═════ Provided records ═════

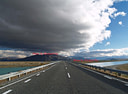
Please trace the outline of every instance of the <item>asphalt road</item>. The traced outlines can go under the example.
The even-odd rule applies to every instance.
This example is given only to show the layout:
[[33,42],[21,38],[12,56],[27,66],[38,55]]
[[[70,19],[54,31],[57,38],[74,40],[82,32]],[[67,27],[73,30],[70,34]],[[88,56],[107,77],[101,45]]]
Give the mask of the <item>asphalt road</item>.
[[41,73],[0,89],[0,94],[128,94],[128,86],[62,61]]

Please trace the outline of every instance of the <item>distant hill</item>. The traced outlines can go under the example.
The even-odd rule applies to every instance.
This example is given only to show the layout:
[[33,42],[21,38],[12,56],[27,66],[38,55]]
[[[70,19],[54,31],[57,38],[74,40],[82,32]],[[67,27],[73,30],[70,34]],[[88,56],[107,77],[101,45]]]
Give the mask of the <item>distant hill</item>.
[[69,58],[60,55],[33,55],[22,59],[16,59],[15,61],[57,61],[68,59]]

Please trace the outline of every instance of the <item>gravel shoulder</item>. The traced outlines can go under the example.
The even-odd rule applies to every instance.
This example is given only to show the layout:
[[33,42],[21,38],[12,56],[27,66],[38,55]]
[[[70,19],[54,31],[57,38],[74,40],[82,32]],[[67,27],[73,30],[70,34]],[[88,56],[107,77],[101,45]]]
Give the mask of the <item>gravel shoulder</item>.
[[107,68],[112,68],[112,69],[118,69],[118,70],[128,71],[128,64],[107,66]]

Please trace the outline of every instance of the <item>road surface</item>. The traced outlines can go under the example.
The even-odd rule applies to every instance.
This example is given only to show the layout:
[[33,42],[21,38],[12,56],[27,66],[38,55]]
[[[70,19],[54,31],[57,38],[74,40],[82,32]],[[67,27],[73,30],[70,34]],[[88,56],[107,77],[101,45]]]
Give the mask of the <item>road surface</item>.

═════

Problem requirements:
Pick out every line in the entries above that contains the string "outline", and copy each one. Case counts, so uppercase and lowercase letters must match.

Exercise response:
Please trace the outline of every instance of the <item>asphalt road</item>. The traced outlines can go under the example.
Please trace the outline of every instance of the <item>distant hill</item>. The traced outlines can go under the example.
Please trace the outline of every instance of the <item>gravel shoulder</item>. The traced outlines can go under the example.
Please trace the outline of every instance of the <item>road surface</item>. The traced outlines can go under the example.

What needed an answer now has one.